§ Record excerpts:
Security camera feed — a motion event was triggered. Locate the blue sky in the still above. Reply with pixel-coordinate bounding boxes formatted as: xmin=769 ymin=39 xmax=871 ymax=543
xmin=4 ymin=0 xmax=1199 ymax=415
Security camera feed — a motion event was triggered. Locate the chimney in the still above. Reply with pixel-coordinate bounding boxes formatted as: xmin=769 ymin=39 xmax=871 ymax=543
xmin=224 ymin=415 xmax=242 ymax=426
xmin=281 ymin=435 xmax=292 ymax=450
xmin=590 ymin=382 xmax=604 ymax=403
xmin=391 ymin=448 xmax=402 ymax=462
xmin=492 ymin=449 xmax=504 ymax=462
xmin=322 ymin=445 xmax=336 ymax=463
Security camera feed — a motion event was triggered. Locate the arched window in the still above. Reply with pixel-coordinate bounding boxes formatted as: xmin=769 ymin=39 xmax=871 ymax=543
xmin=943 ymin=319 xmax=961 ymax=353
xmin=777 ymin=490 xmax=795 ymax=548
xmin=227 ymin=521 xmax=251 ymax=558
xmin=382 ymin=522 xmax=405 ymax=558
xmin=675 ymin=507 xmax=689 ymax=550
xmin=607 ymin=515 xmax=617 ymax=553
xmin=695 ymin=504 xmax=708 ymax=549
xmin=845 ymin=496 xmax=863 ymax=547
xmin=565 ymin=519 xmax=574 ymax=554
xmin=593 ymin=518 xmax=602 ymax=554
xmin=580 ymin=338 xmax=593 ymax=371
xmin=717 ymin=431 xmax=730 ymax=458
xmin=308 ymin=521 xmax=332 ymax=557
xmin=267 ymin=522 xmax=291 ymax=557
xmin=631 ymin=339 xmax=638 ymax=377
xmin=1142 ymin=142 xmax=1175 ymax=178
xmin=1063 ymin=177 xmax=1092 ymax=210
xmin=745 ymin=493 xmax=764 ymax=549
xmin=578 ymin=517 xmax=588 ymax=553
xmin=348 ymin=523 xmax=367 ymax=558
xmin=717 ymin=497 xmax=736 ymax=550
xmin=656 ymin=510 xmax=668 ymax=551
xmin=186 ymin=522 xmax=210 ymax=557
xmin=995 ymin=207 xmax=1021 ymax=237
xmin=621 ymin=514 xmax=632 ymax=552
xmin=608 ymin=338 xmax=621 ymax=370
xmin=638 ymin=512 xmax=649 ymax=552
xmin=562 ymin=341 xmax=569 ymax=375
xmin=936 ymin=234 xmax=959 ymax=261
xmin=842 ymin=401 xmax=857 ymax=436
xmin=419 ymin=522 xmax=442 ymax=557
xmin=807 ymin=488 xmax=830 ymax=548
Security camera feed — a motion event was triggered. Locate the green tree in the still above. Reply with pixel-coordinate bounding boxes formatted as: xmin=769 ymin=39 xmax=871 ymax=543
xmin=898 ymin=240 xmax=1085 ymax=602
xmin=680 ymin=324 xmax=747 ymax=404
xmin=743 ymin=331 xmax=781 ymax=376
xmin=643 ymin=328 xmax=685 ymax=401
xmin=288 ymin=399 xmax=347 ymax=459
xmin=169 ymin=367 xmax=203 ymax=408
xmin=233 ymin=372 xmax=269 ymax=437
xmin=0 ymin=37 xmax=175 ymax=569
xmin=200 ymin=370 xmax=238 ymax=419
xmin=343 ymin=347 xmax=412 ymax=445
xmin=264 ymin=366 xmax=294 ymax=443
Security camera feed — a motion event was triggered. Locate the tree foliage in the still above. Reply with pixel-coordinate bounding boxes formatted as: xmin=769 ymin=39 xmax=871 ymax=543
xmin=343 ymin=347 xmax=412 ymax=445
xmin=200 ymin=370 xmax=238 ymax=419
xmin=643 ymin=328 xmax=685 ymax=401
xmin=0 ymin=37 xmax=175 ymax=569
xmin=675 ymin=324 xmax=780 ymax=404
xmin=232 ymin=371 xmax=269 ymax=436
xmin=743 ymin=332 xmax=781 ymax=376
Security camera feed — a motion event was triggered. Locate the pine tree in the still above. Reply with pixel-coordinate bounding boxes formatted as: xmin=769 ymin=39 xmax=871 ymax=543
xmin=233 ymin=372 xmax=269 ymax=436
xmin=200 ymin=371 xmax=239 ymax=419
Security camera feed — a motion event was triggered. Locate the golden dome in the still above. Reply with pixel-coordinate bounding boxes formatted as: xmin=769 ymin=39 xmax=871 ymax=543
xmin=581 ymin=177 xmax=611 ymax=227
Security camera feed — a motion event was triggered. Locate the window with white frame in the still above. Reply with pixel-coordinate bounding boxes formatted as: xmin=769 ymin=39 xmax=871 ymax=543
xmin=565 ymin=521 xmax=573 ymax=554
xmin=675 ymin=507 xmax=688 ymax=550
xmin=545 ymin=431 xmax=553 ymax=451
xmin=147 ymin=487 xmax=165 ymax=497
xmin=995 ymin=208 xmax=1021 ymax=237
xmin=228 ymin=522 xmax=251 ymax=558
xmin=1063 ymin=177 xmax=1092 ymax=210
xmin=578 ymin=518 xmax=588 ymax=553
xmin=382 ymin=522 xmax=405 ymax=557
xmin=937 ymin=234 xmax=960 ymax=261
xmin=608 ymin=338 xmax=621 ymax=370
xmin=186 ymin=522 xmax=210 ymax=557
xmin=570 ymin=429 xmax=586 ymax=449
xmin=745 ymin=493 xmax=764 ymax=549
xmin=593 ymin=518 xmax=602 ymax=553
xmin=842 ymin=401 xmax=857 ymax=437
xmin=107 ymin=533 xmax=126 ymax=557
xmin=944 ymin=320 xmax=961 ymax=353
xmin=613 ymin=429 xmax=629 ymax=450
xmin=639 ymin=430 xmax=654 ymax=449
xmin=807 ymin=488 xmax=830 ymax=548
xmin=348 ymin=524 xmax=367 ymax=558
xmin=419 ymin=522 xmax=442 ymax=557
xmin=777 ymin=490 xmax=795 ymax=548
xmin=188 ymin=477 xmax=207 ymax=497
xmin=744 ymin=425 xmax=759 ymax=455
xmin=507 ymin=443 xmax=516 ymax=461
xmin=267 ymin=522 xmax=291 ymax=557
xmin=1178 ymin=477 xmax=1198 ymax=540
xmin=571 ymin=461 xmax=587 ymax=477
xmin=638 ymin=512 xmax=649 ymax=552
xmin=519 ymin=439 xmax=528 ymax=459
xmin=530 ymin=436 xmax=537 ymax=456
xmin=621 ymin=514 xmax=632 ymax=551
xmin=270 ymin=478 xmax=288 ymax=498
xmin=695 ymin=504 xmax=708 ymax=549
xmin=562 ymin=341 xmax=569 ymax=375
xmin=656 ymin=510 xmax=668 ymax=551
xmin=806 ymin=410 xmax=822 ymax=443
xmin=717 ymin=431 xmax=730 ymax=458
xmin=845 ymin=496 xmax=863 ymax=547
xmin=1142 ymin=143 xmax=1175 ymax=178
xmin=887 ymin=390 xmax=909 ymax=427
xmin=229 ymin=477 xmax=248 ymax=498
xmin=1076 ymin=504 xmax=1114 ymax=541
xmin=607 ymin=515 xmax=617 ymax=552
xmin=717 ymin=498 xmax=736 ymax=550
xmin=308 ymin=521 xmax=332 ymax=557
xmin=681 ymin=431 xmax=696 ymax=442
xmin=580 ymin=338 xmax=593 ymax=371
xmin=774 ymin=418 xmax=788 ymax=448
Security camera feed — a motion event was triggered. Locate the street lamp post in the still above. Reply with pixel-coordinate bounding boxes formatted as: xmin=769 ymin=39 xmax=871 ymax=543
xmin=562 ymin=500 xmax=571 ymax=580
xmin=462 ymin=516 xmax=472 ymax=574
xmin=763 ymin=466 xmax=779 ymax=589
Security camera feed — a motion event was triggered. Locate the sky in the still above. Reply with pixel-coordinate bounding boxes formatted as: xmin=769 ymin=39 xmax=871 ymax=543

§ What the task requires:
Copy out exactly the line holding "Locate the street" and each line after it through the end of the entries, and leave out everything else.

§ Answer to the exercise:
Security camera feed — a motion event was triggered. Locate the street lamp post in the still above. Reply with pixel-coordinate bounding boxes formatted as: xmin=769 ymin=39 xmax=871 ymax=543
xmin=562 ymin=500 xmax=571 ymax=580
xmin=462 ymin=516 xmax=472 ymax=574
xmin=763 ymin=466 xmax=779 ymax=589
Security camera feed — a motion event was triggered. Locate the sky in the still above. Reply with pixel-coordinate bounding boxes formatted as: xmin=769 ymin=39 xmax=871 ymax=543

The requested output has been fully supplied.